Directions -> How many lines of the records below contain the string "plant"? Tally them and reply with the number alone.

Records for the task ->
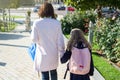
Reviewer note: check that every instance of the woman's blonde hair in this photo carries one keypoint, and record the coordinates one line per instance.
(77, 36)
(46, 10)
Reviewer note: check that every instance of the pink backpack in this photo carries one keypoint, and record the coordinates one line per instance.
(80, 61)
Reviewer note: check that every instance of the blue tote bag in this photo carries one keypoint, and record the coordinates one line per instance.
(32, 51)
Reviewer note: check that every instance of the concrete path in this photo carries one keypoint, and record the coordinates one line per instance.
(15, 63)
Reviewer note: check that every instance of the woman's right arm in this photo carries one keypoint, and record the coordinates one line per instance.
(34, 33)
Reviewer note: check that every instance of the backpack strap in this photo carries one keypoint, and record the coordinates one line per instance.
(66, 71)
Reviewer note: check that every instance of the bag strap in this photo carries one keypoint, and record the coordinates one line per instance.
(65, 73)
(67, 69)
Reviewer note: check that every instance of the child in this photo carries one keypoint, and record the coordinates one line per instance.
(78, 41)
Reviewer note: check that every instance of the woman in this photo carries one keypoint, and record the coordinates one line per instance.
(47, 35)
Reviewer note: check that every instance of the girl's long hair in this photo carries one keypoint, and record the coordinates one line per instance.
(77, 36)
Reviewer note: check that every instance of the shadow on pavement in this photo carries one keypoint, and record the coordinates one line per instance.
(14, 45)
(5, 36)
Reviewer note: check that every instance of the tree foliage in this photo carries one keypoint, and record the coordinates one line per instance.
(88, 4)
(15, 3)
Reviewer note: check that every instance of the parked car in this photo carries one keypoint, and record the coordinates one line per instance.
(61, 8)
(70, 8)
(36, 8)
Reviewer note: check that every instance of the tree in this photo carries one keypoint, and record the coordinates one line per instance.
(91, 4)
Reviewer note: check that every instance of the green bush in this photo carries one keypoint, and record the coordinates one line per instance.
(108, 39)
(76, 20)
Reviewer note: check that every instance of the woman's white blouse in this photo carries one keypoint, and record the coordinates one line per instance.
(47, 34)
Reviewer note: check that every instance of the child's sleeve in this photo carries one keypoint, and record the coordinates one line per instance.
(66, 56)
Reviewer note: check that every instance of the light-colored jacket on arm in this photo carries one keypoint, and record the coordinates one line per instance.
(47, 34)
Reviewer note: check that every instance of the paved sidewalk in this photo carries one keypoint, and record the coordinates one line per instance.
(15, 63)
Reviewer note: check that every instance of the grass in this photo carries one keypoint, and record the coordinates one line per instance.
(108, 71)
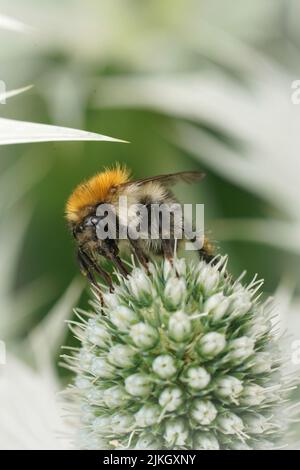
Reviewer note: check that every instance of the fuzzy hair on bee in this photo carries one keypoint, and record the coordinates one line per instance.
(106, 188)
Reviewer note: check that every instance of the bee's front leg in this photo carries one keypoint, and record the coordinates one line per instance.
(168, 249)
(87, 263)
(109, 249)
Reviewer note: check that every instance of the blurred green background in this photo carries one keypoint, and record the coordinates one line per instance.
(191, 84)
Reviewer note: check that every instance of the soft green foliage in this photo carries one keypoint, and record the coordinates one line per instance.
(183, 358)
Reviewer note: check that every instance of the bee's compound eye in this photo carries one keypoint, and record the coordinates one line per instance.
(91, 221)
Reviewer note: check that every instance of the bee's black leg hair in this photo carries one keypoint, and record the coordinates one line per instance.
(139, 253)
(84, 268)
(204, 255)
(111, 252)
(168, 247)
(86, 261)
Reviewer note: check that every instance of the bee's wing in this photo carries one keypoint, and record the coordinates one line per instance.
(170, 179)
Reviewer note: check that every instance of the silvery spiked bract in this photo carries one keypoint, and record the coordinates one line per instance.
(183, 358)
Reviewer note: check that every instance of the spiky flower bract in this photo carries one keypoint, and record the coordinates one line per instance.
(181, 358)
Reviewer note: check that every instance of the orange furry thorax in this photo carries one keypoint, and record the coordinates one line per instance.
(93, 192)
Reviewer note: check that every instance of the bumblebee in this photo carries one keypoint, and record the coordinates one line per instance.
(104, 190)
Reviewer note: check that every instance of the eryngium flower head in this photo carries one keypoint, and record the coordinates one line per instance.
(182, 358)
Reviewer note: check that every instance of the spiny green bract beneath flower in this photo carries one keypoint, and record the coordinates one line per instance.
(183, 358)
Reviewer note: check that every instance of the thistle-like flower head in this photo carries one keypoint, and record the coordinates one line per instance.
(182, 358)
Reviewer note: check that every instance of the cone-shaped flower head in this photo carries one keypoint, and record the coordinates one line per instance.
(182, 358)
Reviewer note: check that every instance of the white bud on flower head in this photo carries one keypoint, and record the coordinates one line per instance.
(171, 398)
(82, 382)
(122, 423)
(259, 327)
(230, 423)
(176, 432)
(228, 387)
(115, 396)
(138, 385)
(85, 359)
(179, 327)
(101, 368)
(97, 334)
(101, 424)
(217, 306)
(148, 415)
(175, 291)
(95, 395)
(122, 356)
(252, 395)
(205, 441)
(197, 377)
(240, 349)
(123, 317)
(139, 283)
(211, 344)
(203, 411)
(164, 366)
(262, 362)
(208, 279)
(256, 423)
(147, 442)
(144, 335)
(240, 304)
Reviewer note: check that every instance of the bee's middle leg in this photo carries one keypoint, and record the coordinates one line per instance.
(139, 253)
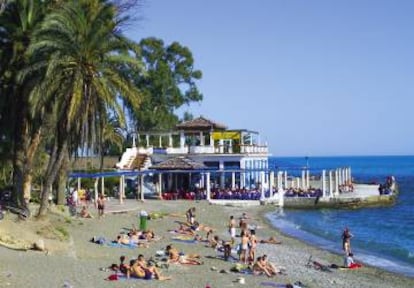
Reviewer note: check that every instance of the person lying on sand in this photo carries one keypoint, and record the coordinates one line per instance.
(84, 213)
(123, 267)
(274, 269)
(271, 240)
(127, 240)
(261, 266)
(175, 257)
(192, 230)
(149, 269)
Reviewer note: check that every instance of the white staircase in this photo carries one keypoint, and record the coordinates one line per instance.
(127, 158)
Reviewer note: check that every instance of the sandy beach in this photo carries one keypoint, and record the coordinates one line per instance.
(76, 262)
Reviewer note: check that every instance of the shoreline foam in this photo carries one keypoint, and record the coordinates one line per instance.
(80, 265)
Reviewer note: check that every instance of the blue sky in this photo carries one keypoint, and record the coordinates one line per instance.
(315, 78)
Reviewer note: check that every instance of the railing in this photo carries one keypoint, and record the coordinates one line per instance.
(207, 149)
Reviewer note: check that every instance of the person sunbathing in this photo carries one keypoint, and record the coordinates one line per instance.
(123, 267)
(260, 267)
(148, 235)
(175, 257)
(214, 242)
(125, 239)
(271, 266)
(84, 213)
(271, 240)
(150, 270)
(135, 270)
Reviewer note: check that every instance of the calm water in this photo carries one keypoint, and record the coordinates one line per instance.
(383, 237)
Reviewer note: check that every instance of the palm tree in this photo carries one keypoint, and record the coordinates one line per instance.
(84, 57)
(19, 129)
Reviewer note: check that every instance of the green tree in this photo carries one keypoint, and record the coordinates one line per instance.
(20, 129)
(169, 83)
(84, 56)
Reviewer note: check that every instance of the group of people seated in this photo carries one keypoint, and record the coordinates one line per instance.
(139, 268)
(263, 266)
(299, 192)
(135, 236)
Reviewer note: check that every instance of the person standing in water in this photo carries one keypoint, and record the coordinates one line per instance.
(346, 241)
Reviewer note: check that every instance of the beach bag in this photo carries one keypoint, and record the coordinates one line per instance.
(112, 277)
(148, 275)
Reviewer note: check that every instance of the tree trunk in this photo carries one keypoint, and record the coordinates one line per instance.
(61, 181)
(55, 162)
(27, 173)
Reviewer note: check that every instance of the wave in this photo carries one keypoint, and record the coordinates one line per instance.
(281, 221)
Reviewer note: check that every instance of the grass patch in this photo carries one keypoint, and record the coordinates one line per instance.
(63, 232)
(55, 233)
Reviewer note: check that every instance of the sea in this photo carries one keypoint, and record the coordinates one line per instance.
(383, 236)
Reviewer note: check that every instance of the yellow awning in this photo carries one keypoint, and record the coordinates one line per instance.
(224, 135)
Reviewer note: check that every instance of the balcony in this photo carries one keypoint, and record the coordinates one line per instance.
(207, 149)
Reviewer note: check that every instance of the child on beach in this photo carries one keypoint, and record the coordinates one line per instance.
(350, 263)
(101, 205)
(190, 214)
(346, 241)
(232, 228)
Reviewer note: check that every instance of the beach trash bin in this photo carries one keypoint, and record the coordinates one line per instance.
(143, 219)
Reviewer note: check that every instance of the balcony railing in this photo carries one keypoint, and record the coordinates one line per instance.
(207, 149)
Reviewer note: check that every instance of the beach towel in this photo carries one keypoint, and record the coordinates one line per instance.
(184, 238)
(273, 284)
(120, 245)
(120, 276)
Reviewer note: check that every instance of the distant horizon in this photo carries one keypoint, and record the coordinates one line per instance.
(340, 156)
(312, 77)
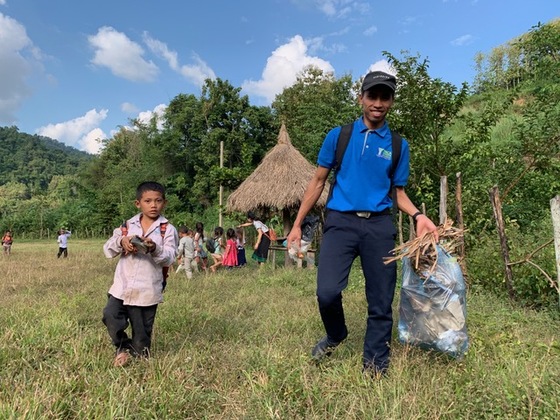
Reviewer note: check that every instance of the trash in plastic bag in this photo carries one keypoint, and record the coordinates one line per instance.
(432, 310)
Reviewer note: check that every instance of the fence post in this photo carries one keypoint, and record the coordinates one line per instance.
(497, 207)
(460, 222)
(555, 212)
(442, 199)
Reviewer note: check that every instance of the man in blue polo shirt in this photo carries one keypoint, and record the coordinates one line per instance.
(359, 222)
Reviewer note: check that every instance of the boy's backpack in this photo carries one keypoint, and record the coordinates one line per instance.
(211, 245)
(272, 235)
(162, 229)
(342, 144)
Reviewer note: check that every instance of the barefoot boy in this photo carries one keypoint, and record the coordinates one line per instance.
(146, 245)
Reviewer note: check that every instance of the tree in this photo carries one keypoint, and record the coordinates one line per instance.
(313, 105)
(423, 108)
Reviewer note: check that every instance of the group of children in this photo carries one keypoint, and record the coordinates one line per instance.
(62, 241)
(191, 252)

==

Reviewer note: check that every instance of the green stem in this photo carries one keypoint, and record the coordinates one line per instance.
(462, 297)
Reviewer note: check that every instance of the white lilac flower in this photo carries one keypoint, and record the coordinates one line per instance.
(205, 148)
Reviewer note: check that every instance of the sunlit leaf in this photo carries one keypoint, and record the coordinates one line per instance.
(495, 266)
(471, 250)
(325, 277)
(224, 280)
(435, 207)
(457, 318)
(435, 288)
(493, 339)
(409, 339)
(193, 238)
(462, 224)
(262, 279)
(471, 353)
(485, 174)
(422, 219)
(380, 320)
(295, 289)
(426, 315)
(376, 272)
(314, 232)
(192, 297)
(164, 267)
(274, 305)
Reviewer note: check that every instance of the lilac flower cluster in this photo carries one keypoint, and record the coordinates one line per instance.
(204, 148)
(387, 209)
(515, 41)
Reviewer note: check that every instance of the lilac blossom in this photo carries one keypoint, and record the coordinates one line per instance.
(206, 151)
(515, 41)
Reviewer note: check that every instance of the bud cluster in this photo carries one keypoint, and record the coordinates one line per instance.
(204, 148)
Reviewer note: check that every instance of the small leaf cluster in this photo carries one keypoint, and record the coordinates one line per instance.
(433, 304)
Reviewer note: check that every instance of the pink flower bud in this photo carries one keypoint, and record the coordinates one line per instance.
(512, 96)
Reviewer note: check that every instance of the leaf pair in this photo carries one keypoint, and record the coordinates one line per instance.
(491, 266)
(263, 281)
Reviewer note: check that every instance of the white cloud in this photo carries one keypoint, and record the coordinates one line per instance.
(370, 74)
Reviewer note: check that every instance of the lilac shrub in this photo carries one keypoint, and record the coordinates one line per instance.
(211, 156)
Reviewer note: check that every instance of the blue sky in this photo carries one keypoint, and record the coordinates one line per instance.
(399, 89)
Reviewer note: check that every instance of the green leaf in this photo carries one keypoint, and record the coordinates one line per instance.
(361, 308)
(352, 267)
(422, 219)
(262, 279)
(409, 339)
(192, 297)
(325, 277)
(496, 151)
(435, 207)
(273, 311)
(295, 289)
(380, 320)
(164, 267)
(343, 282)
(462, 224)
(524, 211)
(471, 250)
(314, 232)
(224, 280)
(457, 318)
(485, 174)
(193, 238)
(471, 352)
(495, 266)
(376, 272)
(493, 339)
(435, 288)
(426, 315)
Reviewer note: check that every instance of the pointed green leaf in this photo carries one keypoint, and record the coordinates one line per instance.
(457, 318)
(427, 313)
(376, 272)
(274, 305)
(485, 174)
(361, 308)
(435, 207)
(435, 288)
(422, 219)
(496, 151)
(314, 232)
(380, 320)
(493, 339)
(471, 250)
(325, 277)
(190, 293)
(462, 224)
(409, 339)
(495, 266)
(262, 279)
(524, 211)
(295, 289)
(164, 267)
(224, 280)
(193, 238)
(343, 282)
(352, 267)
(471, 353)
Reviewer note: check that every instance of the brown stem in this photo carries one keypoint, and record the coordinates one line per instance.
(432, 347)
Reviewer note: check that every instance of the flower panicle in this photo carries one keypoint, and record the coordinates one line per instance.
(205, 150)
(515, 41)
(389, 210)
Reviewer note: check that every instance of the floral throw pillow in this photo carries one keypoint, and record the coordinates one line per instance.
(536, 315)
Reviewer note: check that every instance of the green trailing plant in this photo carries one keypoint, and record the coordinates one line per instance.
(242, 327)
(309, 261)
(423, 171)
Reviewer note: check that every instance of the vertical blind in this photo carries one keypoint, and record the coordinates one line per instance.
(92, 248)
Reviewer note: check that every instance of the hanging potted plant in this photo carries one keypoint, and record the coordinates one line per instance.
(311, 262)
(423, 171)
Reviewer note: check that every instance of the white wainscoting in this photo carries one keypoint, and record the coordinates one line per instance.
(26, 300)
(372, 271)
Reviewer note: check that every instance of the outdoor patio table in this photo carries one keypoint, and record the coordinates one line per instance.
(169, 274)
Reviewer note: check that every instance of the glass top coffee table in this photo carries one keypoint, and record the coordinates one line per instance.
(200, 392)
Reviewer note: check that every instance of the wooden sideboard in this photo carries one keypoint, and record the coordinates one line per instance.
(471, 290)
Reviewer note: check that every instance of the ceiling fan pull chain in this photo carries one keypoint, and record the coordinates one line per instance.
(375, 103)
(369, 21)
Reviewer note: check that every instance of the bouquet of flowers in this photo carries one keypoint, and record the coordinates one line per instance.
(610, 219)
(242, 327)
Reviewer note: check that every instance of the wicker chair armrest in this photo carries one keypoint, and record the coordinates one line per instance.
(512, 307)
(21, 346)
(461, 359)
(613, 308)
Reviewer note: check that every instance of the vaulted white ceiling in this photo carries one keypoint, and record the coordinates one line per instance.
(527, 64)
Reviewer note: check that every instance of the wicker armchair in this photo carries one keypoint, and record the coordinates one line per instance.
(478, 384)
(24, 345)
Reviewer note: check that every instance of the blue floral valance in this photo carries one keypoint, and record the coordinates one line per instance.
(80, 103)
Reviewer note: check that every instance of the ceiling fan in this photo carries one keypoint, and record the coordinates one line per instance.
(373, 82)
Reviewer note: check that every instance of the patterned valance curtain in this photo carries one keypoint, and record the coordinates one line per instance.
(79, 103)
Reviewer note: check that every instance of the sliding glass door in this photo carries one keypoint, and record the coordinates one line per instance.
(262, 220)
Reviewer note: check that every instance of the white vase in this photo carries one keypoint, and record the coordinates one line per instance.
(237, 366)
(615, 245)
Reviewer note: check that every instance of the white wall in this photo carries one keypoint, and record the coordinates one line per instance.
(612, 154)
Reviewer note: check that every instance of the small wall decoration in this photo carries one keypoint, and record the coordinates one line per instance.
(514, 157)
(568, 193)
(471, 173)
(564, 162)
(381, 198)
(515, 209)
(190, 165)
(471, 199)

Full response -> 2